BEGIN Information
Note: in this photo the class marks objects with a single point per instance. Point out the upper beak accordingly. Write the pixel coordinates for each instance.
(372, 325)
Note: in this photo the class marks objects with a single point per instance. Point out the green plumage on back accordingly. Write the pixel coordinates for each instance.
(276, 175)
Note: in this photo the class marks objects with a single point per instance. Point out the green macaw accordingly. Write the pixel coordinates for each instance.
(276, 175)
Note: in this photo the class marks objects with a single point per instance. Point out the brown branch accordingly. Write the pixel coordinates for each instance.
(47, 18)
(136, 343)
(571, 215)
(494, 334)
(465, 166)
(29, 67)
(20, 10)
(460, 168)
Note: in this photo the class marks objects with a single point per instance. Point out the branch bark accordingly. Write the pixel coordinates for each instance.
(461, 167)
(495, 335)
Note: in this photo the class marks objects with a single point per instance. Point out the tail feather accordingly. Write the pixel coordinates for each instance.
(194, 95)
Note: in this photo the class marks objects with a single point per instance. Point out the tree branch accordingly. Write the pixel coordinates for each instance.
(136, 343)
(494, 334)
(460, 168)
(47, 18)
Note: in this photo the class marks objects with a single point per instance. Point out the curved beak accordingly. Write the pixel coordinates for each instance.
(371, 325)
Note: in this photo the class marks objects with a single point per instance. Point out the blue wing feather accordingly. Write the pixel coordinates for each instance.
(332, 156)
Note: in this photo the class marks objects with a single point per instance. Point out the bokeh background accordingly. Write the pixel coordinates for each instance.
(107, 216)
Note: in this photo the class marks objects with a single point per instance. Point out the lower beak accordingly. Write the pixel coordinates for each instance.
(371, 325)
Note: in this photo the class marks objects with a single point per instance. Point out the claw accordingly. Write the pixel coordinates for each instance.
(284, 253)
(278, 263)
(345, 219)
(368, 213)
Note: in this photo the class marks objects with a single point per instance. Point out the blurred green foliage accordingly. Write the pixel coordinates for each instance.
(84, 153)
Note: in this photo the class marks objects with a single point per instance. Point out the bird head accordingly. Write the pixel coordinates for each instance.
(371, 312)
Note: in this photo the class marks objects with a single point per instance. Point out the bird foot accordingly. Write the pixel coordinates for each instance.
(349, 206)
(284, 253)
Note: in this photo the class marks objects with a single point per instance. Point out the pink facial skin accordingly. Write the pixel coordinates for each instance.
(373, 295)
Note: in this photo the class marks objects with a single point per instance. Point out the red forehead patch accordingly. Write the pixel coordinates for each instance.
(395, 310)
END Information
BEGIN Information
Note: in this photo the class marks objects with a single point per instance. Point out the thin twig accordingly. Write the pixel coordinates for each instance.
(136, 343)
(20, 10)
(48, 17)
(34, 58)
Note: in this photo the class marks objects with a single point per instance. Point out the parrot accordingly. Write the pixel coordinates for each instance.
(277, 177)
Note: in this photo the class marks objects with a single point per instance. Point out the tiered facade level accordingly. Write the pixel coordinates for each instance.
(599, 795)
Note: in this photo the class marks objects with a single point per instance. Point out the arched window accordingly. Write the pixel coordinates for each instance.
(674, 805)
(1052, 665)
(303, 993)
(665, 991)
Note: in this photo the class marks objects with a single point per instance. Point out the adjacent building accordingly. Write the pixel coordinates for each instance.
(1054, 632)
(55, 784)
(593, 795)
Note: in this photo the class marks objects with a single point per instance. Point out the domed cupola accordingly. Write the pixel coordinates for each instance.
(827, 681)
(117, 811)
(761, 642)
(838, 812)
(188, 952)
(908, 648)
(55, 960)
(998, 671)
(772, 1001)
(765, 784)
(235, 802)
END Information
BEGIN Information
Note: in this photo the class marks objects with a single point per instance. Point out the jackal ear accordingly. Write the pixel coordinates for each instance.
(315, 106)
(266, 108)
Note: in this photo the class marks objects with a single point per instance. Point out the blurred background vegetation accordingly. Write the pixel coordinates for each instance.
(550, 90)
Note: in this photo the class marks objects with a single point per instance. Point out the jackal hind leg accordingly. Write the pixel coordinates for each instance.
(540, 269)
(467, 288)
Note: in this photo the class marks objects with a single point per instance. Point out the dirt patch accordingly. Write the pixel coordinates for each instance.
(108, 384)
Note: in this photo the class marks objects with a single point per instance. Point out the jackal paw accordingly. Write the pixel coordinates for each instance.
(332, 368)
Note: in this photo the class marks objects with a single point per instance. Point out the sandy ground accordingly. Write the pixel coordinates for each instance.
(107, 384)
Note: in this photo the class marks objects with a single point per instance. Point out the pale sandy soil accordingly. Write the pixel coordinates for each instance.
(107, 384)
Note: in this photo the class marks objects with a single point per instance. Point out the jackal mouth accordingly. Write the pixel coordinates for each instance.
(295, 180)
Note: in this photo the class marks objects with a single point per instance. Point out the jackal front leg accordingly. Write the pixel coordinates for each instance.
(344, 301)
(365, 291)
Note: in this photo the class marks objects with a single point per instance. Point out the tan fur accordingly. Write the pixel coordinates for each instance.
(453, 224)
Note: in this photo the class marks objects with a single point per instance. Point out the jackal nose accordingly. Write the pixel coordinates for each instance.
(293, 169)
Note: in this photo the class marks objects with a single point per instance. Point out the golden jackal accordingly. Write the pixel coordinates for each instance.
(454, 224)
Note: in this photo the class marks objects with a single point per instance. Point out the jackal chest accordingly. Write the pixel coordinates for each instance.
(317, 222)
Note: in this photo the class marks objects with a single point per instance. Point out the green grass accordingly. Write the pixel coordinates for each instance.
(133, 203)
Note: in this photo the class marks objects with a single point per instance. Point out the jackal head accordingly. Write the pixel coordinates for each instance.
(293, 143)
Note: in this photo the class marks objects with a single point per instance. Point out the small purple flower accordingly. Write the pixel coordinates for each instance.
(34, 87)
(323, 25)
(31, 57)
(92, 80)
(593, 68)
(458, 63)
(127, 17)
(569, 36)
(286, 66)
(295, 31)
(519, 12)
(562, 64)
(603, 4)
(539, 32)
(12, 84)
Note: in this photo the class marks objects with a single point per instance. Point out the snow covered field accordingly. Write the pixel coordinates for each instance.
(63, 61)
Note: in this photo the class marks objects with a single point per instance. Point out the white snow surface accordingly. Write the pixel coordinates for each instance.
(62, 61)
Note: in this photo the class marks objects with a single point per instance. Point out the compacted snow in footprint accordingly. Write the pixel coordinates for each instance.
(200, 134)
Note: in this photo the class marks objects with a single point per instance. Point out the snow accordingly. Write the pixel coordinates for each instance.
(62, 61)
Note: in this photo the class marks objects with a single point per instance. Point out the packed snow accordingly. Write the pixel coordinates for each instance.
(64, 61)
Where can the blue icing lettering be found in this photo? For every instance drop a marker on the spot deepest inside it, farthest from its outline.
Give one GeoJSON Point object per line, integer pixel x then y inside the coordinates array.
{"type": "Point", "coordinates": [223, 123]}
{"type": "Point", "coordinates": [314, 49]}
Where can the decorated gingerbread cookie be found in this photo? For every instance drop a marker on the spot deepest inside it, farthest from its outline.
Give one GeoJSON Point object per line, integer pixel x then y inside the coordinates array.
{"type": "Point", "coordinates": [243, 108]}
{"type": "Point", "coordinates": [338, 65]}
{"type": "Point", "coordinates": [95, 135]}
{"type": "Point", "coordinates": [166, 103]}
END Information
Directions for this task
For each line of the material that includes the word "every", make a copy.

Task solution
Where can the blue icing lettering be found in this photo? For every instance drop a marker on the spot deepest inside it, farthest from its outline.
Where can the decorated gingerbread cookie be found in this photo? For every instance drop a marker on the spot deepest inside it, farthest from its outline.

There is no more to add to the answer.